Wearable Foundation Models Should Go Beyond Static Encoders

arXiv cs.LG / 3/23/2026

📰 NewsSignals & Early TrendsIdeas & Deep AnalysisModels & Research

Key Points

  • Wearable foundation models (WFMs) trained on data from affordable, always-on wearables currently perform well on short-term health monitoring tasks but mostly map short temporal windows to predefined labels using static encoders, emphasizing retrospective prediction.
  • The authors argue that WFMs must move beyond static encoders to support longitudinal, anticipatory health reasoning that can model chronic, progressive, or episodic conditions unfolding over weeks, months, or years.
  • They propose three foundational shifts: structurally rich data and interoperable data ecosystems; longitudinal-aware multimodal modeling with long-context inference and personalization; and agentic inference systems that enable planning, decision-making, and clinically grounded interventions under uncertainty.
  • Implementing these shifts would reframe wearable health monitoring from retrospective signal interpretation toward continuous, proactive health support aligned with users.

◆ Complete the following ◆
1 > Answer these about the wearable foundation models article:
(a) What kind of encoder do current wearable foundation models mostly rely on?
(b) Over what time spans do chronic, progressive, or episodic conditions unfold?
(c) How many foundational shifts do the authors propose?
2 > Can you continue the wearable foundation models article after its final key point?
The rows come from a different source than the wearable foundation models article.

◆ Data section ◆
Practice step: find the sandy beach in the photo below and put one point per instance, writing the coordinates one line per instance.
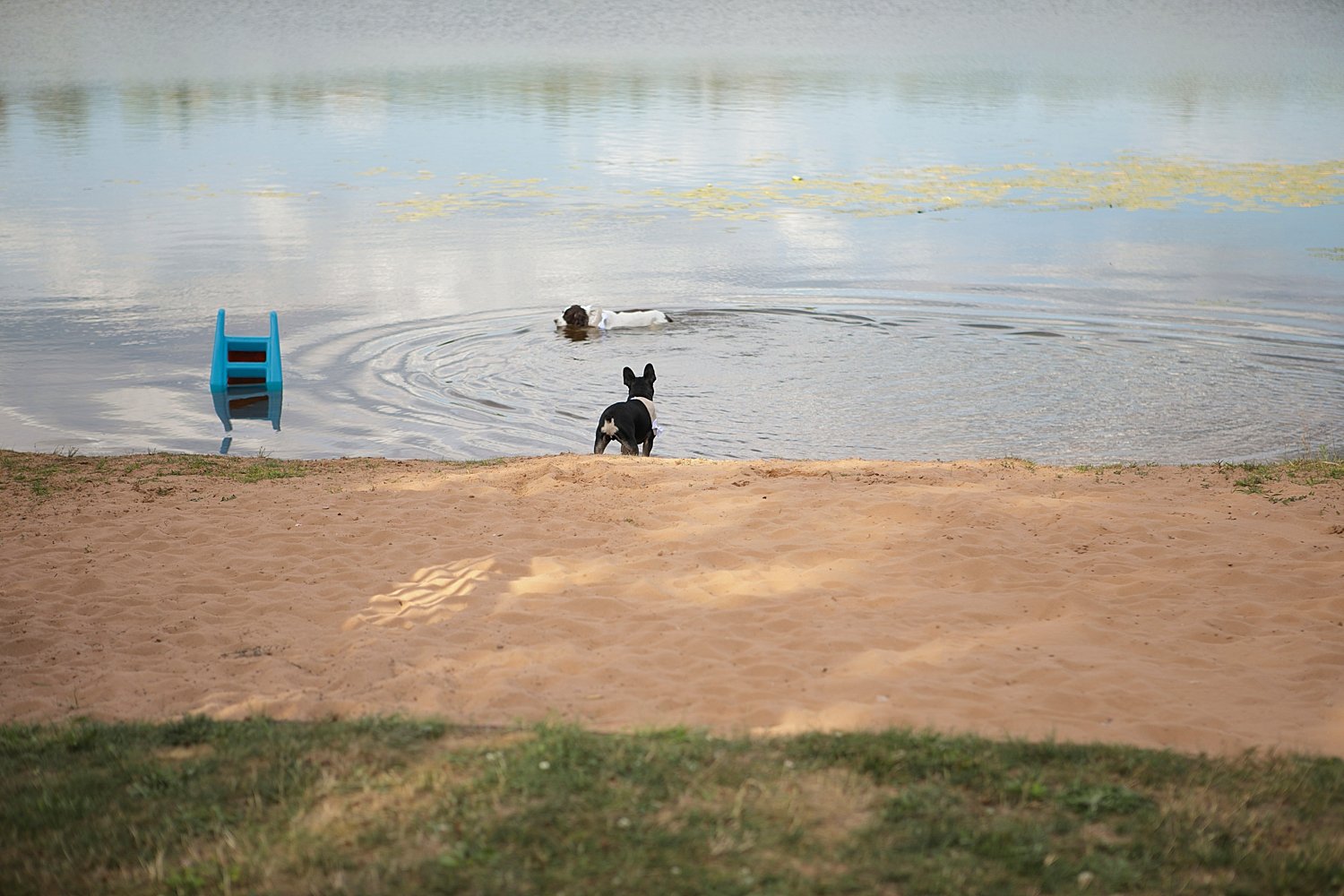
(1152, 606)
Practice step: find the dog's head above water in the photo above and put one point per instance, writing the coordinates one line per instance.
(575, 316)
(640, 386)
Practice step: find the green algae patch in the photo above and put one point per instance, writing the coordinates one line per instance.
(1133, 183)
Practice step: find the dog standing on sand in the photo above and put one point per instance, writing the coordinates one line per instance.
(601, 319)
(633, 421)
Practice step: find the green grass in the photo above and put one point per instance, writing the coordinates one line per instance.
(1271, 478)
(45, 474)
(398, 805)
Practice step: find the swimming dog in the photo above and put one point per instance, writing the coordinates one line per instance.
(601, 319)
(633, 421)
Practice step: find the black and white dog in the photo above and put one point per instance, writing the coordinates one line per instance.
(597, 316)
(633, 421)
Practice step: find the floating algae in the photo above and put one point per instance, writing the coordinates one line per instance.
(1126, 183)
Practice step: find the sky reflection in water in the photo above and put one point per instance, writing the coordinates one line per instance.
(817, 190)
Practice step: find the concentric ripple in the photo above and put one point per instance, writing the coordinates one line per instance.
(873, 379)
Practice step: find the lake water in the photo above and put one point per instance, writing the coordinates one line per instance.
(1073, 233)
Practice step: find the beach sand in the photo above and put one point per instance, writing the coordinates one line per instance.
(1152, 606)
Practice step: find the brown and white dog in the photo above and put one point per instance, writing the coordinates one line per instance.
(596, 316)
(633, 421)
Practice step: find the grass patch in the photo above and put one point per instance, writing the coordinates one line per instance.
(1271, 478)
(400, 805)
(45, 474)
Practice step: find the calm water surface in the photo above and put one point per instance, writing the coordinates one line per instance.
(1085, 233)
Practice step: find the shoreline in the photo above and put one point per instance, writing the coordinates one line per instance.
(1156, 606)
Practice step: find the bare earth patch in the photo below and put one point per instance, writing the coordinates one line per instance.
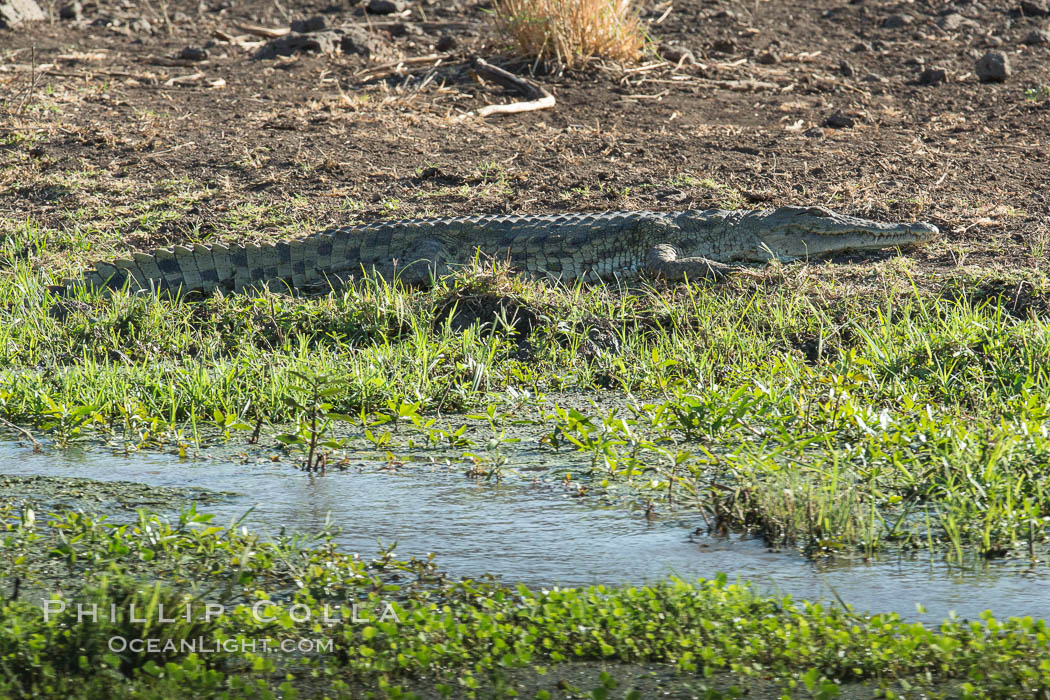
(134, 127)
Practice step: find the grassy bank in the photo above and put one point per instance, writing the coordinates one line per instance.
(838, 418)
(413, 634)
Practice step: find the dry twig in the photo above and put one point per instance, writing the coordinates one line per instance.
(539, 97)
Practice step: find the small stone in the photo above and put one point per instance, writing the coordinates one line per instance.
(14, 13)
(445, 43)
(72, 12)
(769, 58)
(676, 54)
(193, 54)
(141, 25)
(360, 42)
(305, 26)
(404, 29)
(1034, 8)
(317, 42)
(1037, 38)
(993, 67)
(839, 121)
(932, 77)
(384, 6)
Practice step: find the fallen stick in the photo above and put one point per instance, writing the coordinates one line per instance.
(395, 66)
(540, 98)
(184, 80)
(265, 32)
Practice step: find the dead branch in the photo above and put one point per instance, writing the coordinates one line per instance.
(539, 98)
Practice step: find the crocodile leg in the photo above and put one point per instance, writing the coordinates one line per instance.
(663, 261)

◆ Results for each task ◆
1 >
(a) Static encoders
(b) Weeks, months, or years
(c) Three

2 >
Abstract

Wearable foundation models (WFMs), trained on large volumes of data collected by affordable, always-on devices, have demonstrated strong performance on short-term, well-defined health monitoring tasks, including activity recognition, fitness tracking, and cardiovascular signal assessment. However, most existing WFMs primarily map short temporal windows to predefined labels via static encoders, emphasizing retrospective prediction rather than reasoning over evolving personal history, context, and future risk trajectories. As a result, they are poorly suited for modeling chronic, progressive, or episodic health conditions that unfold over weeks, months or years. Hence, we argue that WFMs must move beyond static encoders and be explicitly designed for longitudinal, anticipatory health reasoning. We identify three foundational shifts required to enable this transition: (1) Structurally rich data, which goes beyond isolated datasets or outcome-conditioned collection to integrated multimodal, long-term personal trajectories, and contextual metadata, ideally supported by open and interoperable data ecosystems; (2) Longitudinal-aware multimodal modeling, which prioritizes long-context inference, temporal abstraction, and personalization over cross-sectional or population-level prediction; and (3) Agentic inference systems, which move beyond static prediction to support planning, decision-making, and clinically grounded intervention under uncertainty. Together, these shifts reframe wearable health monitoring from retrospective signal interpretation toward continuous, anticipatory, and human-aligned health support.